● **Instruções do exercício**
Reproduza fielmente o trecho do artigo sobre a Res Digitales que vai desde "9 meses atrás" até "que interessa diminuir.", inclusive.

● **Artigo**
━━━━━━

A certificação do processamento da Res Digitales (5/5)

9 meses atrás 83

Este é o último artigo da série sobre como dar vida à Res Digitales, ou seja, como dar total autonomia à execução do direito sem necessidade de custódia. Dito de outra forma: como dar vida aos Smart Legal Contract.

Tal como já aqui referimos, a web3 está em vias de promover uma reorganização sem precedentes de todo o tecido económico. Os Estados que queiram beneficiar mais depressa das vantagens da 4ª Revolução industrial irão conviver com a realidade não-custodial da Res Digitales.

A grande vantagem vem precisamente da eficácia da aplicação a priori da lei às transacções programáveis, pois é isso que assegura o aumento de confiança em cada ecossistema e a extraordinária redução dos custos de transacção na economia. Risco, incerteza ou desconfiança são custos que interessa diminuir.

As relações contratuais, em paralelo com os tribunais, existem precisamente para reduzir o risco e criar confiança. Ora, nos contratos tradicionais, são os seus intervenientes a zelar pelo cumprimento da lei. Já na web3, é a autoexecução da Res Digitales a garantir esse mesmo cumprimento transversalmente a cada ecossistema, sendo, portanto, necessário passar a incluir essa propriedade em cada ordenamento jurídico. É esse o desafio.

Assim, na web3, não bastará deixar as partes verter as cláusulas dos seus acordos no conteúdo dos contratos autoexecutáveis, pois, neste caso, é preciso verificar a priori o cumprimento da lei vigente. É que a Res Digitales só poderá executar cláusulas contratuais legalmente aceites, o que obriga a uma certificação do processamento legal.

Ora, este processo de certificação já é utilizado para a tokenização da identidade digital quando esta passa a ter valor jurídico. Assim, da mesma forma que a execução de um Smart Contract só é juridicamente válida se as entidades intervenientes estiverem devidamente certificadas, o mesmo tem de acontecer com as suas cláusulas, bastando, portanto, estender a certificação às mesmas.

A vantagem da tokenização na web3 está na auto-execução do direito incorporado nos Smart Legal Contract. Não é por acaso que a DeFi foi das primeiras indústrias a desenvolver-se na web3, desta feita com serviços não regulados. A DeFi representa sempre direitos concretos e programáveis, pois só estes podem ser externalizados na forma de serviço. Porém, a DeFi não carece de verificação legal ou regulatória, o que impede a sua aplicação na economia regulada.

━━━━━━

● **Entradas fornecidas**
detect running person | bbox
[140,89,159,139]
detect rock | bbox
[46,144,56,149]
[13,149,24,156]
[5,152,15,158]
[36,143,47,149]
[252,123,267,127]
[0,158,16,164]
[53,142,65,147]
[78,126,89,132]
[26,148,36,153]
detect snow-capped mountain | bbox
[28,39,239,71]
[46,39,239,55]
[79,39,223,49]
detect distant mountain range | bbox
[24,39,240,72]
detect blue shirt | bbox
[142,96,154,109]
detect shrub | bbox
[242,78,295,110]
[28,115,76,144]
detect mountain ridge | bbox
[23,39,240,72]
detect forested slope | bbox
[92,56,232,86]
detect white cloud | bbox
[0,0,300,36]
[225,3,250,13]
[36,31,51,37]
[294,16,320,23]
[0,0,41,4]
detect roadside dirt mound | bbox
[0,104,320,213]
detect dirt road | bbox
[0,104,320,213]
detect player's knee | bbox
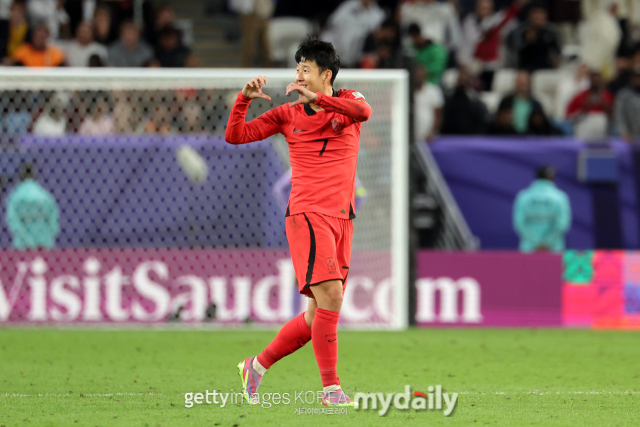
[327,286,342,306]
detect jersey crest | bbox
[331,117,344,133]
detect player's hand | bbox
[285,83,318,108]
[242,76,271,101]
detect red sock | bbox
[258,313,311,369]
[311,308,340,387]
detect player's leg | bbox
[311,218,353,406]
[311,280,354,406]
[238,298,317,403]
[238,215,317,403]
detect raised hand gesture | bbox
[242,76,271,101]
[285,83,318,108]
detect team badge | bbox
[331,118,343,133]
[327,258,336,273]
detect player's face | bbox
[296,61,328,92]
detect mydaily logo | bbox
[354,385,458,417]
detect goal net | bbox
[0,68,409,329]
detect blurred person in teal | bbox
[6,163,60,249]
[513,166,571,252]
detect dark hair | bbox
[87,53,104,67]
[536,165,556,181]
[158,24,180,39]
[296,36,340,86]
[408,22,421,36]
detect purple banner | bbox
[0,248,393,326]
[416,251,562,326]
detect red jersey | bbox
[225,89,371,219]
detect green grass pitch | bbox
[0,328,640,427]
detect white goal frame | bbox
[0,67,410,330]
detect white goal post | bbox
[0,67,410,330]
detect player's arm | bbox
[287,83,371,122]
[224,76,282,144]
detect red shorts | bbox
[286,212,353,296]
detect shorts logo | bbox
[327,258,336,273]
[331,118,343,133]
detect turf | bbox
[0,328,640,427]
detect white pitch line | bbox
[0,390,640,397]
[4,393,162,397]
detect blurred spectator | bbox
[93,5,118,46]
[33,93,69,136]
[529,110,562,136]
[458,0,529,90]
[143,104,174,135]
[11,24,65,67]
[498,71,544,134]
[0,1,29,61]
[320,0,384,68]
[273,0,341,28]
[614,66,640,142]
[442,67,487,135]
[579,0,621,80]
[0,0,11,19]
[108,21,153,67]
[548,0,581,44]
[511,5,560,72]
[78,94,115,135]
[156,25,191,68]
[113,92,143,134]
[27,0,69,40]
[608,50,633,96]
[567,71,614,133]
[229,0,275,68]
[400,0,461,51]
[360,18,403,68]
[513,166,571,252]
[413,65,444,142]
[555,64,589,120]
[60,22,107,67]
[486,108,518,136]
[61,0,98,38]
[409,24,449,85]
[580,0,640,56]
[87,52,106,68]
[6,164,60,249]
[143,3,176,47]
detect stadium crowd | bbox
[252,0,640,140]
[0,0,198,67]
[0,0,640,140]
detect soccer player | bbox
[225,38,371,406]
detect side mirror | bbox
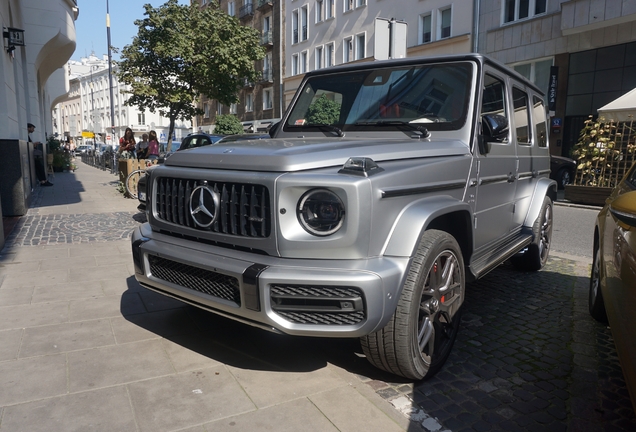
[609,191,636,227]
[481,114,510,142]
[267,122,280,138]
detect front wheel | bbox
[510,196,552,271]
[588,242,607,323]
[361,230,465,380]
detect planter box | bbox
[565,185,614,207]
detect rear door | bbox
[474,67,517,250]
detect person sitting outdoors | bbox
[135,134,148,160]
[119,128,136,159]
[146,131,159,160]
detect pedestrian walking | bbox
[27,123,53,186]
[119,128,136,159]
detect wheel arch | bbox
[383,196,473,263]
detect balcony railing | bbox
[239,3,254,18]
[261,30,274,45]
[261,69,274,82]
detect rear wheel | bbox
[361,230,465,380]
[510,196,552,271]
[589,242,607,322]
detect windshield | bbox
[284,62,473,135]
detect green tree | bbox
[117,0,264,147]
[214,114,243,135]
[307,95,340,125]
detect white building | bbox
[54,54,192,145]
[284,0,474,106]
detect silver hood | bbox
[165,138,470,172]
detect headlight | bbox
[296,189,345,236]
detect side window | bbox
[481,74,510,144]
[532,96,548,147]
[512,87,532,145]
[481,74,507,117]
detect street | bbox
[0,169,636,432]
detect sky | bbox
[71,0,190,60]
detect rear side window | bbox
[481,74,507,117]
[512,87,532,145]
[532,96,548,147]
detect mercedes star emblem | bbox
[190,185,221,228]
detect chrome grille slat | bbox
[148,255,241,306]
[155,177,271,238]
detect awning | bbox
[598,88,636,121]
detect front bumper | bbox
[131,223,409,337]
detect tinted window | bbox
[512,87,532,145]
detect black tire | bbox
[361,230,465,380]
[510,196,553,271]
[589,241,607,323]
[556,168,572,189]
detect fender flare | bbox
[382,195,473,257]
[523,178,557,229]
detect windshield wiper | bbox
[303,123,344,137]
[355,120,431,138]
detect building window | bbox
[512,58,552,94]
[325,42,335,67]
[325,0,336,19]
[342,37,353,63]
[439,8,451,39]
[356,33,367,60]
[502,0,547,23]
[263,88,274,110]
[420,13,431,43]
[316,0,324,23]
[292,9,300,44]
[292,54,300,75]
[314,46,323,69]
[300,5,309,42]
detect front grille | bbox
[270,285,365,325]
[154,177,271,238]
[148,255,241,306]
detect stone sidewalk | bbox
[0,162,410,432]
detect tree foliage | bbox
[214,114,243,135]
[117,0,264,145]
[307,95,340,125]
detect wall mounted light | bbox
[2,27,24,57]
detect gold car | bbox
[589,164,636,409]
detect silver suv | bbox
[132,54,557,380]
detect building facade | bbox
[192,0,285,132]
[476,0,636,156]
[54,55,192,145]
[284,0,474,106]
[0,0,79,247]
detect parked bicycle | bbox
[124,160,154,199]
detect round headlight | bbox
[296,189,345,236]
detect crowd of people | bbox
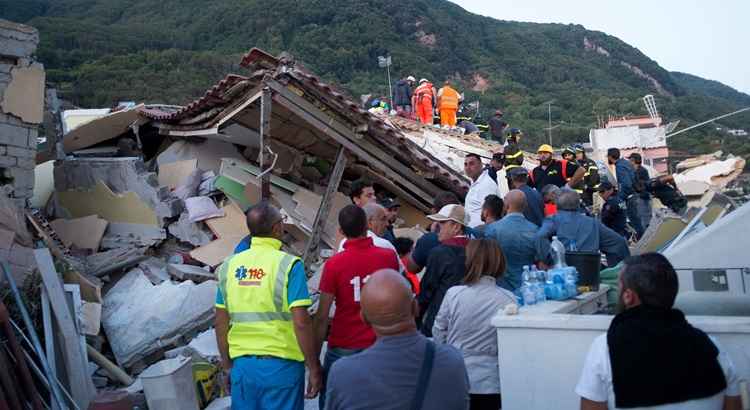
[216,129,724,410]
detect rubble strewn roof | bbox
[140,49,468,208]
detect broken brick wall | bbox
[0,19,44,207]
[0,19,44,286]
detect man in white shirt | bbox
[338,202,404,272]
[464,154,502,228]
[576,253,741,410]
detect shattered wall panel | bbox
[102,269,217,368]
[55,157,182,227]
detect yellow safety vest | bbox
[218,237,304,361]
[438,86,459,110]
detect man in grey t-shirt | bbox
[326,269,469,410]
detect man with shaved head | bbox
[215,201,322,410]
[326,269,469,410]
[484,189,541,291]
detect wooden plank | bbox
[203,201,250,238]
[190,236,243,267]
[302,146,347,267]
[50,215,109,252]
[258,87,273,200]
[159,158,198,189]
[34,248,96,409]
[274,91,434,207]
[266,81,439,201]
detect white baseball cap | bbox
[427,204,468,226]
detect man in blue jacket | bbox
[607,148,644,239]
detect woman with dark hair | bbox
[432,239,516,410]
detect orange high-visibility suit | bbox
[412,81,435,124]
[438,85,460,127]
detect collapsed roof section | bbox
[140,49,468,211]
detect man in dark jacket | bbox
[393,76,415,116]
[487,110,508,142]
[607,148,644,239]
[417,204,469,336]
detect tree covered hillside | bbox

━━━━━━

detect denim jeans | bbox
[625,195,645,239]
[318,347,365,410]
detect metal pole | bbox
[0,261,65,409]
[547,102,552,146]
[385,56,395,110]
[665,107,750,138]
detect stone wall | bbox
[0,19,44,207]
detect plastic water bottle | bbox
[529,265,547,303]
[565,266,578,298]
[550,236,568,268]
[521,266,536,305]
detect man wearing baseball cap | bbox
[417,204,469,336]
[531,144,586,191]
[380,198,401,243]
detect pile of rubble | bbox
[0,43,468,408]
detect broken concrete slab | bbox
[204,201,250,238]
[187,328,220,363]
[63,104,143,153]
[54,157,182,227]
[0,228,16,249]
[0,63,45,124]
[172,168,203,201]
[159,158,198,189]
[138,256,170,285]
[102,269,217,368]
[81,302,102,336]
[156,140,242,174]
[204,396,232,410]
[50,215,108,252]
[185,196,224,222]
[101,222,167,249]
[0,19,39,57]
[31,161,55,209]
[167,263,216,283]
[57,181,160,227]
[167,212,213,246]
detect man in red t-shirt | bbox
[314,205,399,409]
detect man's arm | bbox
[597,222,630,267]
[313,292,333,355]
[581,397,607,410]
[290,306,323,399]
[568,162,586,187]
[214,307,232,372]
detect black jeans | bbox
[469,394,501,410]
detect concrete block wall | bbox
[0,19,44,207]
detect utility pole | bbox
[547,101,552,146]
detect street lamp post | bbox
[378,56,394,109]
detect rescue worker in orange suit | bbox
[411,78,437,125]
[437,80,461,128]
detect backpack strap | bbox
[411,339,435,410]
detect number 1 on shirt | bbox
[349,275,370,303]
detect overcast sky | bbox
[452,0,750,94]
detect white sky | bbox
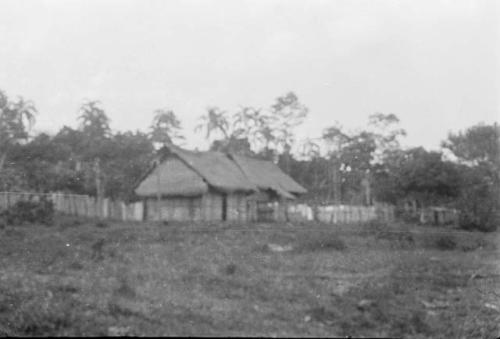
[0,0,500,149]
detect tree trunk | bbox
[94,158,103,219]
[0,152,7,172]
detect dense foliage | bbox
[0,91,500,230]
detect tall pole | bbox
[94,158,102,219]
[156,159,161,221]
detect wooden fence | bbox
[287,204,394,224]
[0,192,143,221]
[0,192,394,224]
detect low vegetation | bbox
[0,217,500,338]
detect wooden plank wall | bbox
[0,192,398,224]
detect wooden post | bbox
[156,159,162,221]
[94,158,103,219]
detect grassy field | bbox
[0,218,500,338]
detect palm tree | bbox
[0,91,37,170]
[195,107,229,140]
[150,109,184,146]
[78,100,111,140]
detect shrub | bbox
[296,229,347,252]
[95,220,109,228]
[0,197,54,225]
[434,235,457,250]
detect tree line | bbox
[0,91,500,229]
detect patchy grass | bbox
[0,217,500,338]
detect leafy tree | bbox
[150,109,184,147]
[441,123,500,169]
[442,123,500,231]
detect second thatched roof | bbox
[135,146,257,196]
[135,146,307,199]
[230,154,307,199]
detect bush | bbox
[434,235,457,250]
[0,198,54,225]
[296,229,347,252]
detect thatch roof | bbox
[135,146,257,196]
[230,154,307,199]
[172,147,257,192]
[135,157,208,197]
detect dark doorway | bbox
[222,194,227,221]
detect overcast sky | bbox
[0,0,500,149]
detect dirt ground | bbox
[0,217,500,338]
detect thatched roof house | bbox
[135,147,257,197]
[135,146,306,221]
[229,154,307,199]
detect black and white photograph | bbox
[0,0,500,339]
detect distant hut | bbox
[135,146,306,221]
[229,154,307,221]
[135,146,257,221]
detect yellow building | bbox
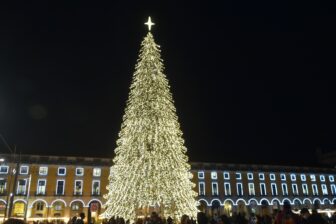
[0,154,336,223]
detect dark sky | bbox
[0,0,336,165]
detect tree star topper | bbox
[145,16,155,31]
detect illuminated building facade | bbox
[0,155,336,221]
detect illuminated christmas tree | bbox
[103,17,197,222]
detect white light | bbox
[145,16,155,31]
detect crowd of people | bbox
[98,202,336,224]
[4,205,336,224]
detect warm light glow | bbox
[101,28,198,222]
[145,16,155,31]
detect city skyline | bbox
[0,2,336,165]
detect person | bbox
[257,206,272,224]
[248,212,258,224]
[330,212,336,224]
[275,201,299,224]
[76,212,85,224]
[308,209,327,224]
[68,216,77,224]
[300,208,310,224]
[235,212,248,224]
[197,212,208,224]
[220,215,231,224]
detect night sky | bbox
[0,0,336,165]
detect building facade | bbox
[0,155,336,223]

━━━━━━

● **Resolução**
9 meses atrás 83

Este é o último artigo da série sobre como dar vida à Res Digitales, ou seja, como dar total autonomia à execução do direito sem necessidade de custódia. Dito de outra forma: como dar vida aos Smart Legal Contract.

Tal como já aqui referimos, a web3 está em vias de promover uma reorganização sem precedentes de todo o tecido económico. Os Estados que queiram beneficiar mais depressa das vantagens da 4ª Revolução industrial irão conviver com a realidade não-custodial da Res Digitales.

A grande vantagem vem precisamente da eficácia da aplicação a priori da lei às transacções programáveis, pois é isso que assegura o aumento de confiança em cada ecossistema e a extraordinária redução dos custos de transacção na economia. Risco, incerteza ou desconfiança são custos que interessa diminuir.